> _JOB_
Extract each line from the entries below that contains the word "door".

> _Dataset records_
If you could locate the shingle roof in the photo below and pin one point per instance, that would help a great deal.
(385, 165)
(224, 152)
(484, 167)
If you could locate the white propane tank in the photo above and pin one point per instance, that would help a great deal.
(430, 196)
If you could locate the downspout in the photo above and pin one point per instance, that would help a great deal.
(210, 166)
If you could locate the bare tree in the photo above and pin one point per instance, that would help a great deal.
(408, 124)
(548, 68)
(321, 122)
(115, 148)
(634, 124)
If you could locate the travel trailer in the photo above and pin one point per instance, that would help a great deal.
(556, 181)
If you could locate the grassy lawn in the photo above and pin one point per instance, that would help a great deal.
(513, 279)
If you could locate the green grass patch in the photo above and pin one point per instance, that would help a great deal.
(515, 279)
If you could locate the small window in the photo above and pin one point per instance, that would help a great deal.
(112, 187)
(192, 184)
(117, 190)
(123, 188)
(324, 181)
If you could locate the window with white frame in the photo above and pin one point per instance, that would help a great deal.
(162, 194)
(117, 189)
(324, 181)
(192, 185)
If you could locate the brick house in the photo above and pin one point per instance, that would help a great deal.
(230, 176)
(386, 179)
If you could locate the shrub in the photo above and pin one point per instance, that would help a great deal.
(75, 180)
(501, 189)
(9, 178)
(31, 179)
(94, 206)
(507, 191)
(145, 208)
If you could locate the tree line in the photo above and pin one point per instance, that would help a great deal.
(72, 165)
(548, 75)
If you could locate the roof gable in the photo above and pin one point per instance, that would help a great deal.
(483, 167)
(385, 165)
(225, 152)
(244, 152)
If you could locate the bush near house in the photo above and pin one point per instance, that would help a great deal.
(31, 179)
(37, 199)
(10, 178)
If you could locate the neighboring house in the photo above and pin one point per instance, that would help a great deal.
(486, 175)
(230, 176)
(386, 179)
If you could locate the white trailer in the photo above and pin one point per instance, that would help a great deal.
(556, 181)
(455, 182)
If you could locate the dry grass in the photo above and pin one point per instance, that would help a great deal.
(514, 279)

---

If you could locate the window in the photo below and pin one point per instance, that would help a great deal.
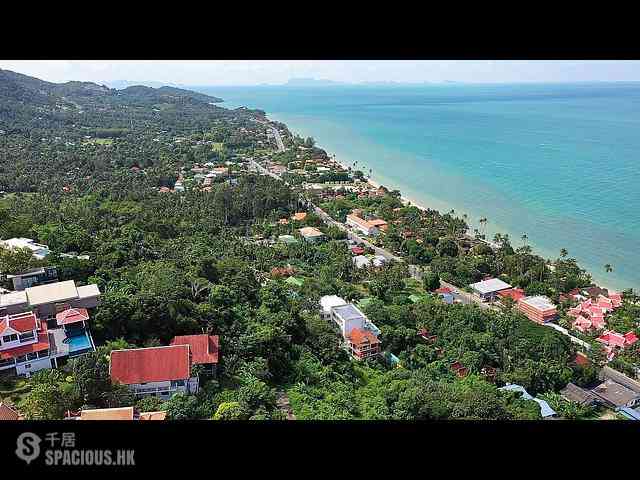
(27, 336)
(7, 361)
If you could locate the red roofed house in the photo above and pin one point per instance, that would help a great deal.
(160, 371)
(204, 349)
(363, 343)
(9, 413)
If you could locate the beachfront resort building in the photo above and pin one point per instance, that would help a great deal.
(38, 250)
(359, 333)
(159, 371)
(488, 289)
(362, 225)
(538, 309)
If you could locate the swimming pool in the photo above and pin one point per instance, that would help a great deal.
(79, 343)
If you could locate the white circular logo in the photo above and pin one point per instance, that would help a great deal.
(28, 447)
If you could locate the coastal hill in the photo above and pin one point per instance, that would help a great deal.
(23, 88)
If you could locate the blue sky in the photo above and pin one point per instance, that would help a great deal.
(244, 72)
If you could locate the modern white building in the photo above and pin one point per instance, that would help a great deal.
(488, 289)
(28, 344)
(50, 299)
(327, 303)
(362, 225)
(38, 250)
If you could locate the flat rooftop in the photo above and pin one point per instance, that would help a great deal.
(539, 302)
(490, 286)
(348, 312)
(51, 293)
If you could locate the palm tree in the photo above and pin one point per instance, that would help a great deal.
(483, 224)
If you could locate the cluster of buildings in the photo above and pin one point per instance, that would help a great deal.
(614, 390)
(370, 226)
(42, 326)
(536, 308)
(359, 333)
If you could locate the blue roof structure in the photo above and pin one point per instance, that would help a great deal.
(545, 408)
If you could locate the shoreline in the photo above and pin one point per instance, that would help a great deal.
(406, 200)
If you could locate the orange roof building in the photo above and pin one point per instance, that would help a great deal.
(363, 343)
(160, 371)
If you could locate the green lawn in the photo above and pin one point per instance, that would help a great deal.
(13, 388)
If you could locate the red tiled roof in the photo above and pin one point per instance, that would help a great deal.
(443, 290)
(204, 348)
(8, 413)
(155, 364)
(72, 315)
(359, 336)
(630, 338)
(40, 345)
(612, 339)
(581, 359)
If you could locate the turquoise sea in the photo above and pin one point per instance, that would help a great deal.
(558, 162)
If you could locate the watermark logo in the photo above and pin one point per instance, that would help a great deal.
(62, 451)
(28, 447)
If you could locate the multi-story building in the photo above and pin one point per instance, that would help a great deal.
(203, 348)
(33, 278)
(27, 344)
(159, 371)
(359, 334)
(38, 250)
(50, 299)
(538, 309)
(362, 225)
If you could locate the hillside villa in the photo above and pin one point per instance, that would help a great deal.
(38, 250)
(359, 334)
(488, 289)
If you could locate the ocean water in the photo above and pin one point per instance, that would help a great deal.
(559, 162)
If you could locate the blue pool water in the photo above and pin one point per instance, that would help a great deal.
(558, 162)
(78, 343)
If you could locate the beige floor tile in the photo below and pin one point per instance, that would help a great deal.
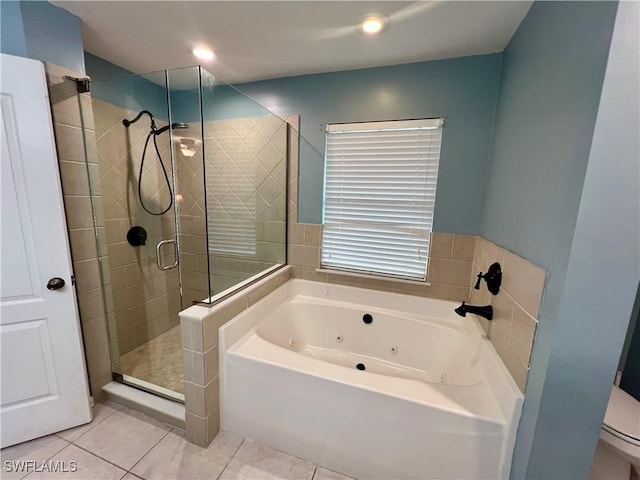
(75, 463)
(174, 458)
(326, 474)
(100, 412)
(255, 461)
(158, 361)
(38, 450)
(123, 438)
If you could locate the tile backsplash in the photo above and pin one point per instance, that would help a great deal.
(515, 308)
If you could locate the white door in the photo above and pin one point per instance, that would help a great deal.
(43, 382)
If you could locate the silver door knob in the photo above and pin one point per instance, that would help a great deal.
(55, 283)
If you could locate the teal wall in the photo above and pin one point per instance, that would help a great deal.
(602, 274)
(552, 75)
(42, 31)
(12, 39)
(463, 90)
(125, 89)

==

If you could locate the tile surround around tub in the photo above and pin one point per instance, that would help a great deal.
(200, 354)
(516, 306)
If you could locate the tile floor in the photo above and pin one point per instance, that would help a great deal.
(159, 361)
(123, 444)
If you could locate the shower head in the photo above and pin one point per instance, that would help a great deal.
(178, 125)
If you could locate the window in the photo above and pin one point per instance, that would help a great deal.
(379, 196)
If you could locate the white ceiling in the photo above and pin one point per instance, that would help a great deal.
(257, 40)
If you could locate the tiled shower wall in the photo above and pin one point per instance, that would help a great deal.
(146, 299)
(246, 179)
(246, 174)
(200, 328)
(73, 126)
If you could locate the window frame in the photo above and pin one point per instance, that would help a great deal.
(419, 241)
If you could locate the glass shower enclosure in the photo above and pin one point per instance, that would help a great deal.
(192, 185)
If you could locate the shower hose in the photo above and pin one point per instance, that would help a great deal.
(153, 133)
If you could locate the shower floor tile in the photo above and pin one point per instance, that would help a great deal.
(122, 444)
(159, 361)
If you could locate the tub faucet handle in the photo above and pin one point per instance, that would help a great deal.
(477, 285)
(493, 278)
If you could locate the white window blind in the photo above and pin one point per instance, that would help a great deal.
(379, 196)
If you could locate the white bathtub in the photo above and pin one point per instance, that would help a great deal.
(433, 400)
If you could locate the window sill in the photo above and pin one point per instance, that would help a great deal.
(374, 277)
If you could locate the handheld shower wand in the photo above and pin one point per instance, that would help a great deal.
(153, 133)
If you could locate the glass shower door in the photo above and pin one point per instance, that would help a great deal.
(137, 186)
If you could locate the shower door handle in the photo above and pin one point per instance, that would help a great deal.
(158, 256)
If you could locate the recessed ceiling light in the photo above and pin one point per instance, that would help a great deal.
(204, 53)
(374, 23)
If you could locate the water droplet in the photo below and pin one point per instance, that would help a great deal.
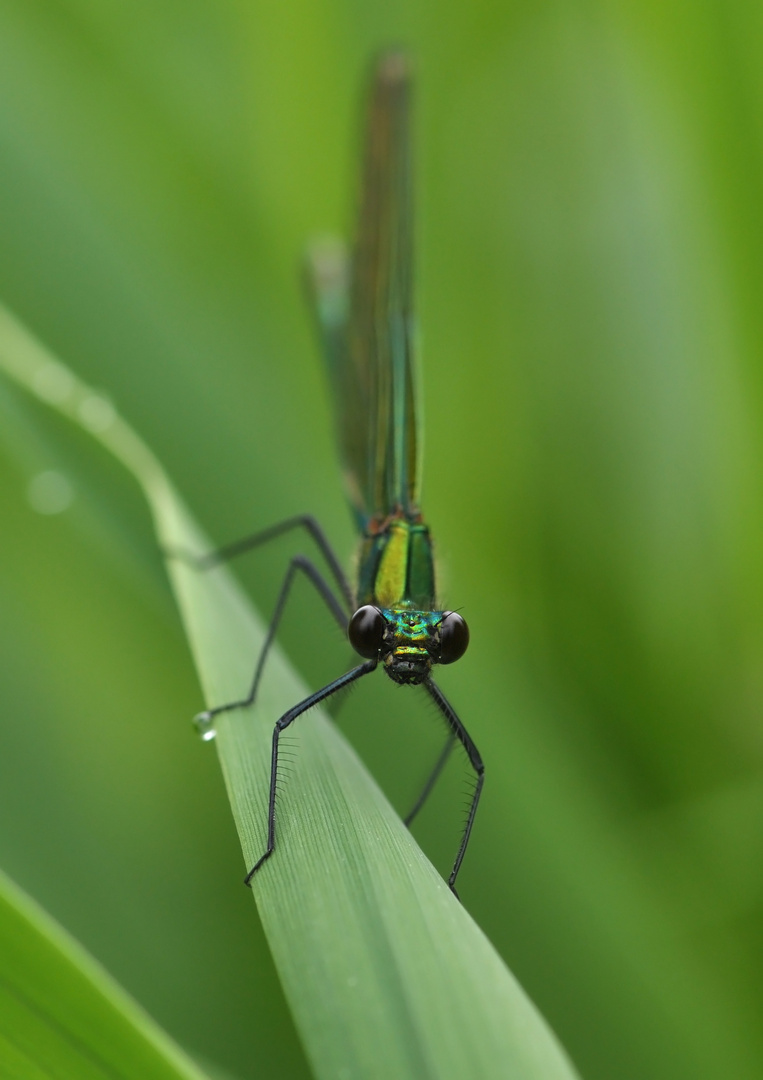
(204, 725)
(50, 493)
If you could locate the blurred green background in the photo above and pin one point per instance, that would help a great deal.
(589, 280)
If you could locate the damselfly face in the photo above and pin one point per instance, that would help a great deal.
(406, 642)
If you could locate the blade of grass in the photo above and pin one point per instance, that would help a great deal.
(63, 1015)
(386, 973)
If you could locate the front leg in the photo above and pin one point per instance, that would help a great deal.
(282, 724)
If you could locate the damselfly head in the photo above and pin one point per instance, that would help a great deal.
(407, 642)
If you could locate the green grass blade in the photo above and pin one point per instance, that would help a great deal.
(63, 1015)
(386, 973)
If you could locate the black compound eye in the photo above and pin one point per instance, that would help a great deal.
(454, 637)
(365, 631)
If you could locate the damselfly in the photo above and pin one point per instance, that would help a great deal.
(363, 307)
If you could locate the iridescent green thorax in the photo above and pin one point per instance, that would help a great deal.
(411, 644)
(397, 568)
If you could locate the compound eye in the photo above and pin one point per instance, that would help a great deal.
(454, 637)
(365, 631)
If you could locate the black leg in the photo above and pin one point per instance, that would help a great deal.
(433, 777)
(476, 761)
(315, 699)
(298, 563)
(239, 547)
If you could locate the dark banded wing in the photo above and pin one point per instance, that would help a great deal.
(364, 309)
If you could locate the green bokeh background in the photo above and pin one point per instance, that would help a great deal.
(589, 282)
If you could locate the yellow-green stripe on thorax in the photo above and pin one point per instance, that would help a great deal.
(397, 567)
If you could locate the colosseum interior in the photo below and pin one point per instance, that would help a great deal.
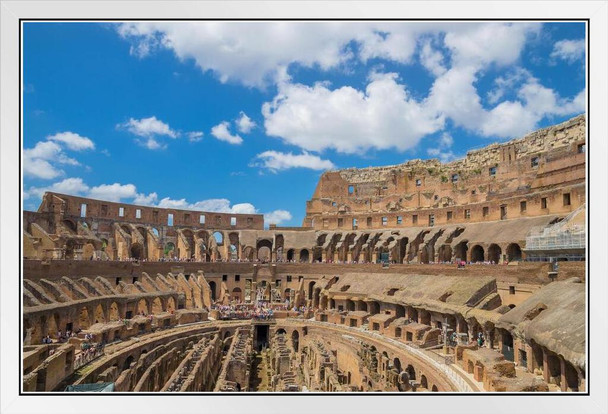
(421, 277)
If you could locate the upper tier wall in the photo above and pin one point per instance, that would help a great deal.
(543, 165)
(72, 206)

> _CORRECT RESULT_
If you could locate the white door in the photo above and pin one point per instance, that would help a great deal.
If you could locate the silver door knob in the photo above and pin one point per instance, that would help a great deal.
If you could locate the glass shower door in the photo above and pin one point per instance, that would help a great deal.
If you could locate the shower door handle in the photo above and pin one point per instance, that would help a great deal.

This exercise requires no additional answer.